▸ **AIM**:
From the forum discussion about Unity scene loading, extract the passage starting at "The root FSM" and ending at "than 2 seconds.", keeping every word unchanged.

The root FSM is built to only do 1 scene load at a time but there is another path to load scene which never gets called - but never say never - so I’d like to ongui the async scene load queue.

last I checked there was no access to this queue (which is bonker) but maybe someone knows a workaround?

Note that some times loading of particular scenes take 5 seconds instead of the usual 1 second. no idea why. even with fully unloaded assets in a test project never takes more than 2 seconds.

IDK anything about your game (well, other than what you just mentioned and I vaguely remember some discussion from a couple of months ago about scene loading through the manager versus Addressables, I guess it’s still the same thing).

Waiting concrete number of seconds is generally not a good idea. Especially if you target multiple platforms eventually. But even on PC, loading times will differ. Even on the very same PC for the very same user with the very same equipment. Maybe it fits into 2 seconds when your computer doesn’t do anything else. But if you have a HDD and it gets fragmented, it takes more time to load. If you have SSD and your OS decides that it’s a great time to trim your drives, it gets more time to load. If one of your background apps decide that it’s time to wake up and load up its data: more time to load.

Dataset entries:
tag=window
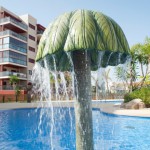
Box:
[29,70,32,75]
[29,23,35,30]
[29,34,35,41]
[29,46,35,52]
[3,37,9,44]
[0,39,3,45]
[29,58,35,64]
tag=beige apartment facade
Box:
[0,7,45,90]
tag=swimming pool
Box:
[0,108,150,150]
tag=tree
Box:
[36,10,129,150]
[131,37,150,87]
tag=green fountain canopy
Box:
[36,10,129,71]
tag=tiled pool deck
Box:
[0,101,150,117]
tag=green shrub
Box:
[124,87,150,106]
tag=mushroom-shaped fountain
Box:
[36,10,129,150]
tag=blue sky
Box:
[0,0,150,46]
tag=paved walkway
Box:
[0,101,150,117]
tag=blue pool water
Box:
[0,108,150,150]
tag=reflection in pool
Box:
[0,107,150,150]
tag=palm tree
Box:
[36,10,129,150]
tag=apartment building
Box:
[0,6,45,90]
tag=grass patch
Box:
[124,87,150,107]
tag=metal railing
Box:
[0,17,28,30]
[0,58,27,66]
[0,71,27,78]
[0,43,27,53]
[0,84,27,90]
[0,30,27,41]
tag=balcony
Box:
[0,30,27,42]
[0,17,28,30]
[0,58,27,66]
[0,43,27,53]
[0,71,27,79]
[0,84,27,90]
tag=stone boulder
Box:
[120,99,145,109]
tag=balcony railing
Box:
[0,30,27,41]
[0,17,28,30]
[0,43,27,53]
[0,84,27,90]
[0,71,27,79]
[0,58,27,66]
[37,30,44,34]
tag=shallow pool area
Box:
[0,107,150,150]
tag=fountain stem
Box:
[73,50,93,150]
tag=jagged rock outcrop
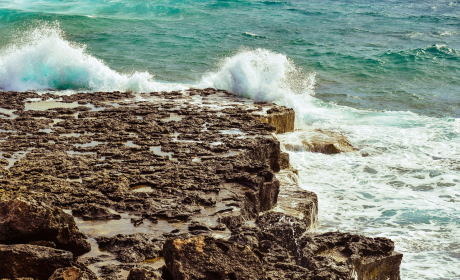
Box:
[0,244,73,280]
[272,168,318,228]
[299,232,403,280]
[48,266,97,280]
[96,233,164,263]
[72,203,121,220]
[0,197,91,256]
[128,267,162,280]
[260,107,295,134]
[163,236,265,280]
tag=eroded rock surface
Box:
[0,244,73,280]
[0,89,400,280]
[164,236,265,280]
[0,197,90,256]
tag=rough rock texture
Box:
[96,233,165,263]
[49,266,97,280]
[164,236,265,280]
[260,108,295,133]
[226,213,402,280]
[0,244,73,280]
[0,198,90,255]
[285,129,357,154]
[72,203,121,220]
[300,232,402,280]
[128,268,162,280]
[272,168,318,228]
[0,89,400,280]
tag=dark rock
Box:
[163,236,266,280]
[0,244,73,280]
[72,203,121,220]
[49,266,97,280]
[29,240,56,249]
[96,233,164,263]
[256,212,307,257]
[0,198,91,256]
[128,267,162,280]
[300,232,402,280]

---

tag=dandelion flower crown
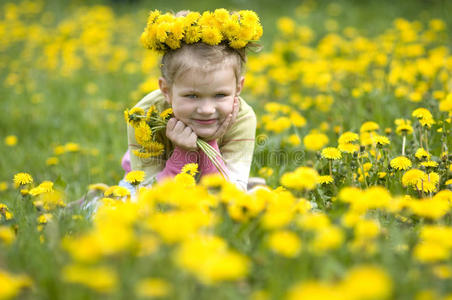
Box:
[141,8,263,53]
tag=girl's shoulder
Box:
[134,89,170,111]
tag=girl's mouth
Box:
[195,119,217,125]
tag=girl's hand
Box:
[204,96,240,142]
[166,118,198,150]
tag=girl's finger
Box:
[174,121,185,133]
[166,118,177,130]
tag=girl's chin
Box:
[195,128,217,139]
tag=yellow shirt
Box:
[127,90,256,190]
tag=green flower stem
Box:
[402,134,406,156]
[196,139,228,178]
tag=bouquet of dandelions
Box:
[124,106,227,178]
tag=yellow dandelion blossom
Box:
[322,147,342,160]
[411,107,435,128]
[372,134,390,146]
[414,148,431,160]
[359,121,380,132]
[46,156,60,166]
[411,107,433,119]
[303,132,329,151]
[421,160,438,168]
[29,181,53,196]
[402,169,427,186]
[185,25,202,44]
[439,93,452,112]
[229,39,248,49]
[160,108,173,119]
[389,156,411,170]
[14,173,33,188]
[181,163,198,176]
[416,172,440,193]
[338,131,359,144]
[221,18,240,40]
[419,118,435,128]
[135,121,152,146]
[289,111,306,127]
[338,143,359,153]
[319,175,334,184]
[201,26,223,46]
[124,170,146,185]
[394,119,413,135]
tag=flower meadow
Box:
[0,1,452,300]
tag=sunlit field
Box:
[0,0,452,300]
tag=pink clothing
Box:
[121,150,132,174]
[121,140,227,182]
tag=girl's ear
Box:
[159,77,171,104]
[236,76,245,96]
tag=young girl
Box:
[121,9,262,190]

▸ **RESPONSE**:
The root FSM is built to only do 1 scene load at a time but there is another path to load scene which never gets called - but never say never - so I’d like to ongui the async scene load queue.

last I checked there was no access to this queue (which is bonker) but maybe someone knows a workaround?

Note that some times loading of particular scenes take 5 seconds instead of the usual 1 second. no idea why. even with fully unloaded assets in a test project never takes more than 2 seconds.